## Dataset rows
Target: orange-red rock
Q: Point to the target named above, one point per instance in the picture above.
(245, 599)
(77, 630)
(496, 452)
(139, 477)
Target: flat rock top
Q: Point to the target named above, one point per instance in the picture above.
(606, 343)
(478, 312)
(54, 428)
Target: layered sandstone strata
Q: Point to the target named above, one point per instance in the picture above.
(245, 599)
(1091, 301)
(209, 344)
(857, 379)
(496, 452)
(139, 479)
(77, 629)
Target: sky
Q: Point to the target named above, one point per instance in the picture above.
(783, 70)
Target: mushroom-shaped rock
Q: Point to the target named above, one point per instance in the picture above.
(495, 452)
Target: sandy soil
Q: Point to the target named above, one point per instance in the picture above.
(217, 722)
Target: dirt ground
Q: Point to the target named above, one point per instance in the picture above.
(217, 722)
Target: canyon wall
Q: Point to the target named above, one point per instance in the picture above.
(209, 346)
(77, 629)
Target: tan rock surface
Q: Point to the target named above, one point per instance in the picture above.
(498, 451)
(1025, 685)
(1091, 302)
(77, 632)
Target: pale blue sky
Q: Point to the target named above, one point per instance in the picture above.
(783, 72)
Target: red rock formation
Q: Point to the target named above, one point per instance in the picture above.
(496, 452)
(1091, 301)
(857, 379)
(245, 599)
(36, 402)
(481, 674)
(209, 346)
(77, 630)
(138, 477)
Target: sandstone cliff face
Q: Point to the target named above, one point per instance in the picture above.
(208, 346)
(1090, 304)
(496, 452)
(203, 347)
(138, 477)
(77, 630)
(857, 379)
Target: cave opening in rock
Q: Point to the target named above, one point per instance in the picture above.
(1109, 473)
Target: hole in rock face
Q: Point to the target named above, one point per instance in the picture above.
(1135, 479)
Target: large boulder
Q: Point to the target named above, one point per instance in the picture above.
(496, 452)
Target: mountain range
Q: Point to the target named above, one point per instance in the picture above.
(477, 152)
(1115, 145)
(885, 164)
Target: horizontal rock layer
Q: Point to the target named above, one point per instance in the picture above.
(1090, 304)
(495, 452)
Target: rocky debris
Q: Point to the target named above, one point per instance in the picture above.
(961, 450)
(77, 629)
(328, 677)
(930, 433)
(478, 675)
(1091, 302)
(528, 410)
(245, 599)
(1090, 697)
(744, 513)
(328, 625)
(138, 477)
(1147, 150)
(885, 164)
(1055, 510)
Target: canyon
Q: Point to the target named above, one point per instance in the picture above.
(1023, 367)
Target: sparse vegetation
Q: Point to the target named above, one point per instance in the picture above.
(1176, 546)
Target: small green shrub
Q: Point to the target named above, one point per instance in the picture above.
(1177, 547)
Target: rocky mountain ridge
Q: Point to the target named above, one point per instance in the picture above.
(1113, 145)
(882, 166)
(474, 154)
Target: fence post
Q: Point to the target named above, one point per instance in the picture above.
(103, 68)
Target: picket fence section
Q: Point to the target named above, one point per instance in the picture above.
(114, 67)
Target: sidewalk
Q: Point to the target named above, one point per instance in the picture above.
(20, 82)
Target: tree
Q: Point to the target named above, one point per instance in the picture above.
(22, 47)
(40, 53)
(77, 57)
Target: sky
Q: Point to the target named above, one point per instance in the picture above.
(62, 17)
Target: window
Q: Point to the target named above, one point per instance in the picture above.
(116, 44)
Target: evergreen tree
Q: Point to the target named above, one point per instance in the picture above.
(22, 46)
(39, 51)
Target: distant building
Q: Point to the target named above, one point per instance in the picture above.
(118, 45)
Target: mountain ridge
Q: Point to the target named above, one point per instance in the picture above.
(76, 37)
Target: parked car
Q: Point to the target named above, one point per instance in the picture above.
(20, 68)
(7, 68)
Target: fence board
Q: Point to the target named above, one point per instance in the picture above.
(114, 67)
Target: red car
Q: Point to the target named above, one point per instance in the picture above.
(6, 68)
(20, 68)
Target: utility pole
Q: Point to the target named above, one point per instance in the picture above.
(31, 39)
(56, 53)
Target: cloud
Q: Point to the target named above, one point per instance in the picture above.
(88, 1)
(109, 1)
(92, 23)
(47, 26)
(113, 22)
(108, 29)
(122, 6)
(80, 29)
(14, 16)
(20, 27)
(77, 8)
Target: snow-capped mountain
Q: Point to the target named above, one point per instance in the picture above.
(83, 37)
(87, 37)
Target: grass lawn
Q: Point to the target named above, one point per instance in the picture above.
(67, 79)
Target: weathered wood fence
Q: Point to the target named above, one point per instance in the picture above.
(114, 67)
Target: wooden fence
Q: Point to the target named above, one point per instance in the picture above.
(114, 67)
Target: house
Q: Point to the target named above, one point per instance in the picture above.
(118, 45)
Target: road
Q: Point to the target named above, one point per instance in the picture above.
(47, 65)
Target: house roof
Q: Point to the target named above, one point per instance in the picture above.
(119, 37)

...

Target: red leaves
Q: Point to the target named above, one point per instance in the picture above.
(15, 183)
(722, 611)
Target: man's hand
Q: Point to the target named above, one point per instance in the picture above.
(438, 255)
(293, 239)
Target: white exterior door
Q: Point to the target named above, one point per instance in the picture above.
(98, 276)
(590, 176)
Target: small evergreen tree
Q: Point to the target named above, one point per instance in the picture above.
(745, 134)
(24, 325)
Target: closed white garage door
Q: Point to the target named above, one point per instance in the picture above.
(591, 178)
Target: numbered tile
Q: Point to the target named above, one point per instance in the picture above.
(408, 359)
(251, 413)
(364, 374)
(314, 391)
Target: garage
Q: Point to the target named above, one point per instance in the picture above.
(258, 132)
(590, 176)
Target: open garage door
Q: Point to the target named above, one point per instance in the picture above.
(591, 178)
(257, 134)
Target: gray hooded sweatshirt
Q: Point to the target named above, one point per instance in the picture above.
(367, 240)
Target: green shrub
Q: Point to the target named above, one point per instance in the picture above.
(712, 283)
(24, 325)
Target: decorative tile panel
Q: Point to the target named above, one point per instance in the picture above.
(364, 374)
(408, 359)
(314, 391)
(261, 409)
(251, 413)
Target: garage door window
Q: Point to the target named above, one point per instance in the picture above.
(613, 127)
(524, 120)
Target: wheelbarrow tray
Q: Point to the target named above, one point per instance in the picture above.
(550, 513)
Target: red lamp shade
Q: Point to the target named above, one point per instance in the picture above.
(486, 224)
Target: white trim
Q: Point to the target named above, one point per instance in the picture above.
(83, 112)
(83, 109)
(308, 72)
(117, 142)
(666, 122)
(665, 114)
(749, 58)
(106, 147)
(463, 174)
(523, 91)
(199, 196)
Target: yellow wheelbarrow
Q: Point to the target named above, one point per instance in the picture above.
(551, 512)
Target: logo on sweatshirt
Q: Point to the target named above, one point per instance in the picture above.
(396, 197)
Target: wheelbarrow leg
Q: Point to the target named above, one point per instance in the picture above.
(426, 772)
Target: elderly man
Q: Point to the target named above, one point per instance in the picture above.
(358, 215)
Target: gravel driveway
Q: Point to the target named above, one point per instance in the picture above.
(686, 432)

## Requirement
Gather every line above that contains the string "tile" and copy each one out. Case counts, so match capitals and lowercase exactly.

## Worked solution
Target: numbered tile
Target: decorative tile panel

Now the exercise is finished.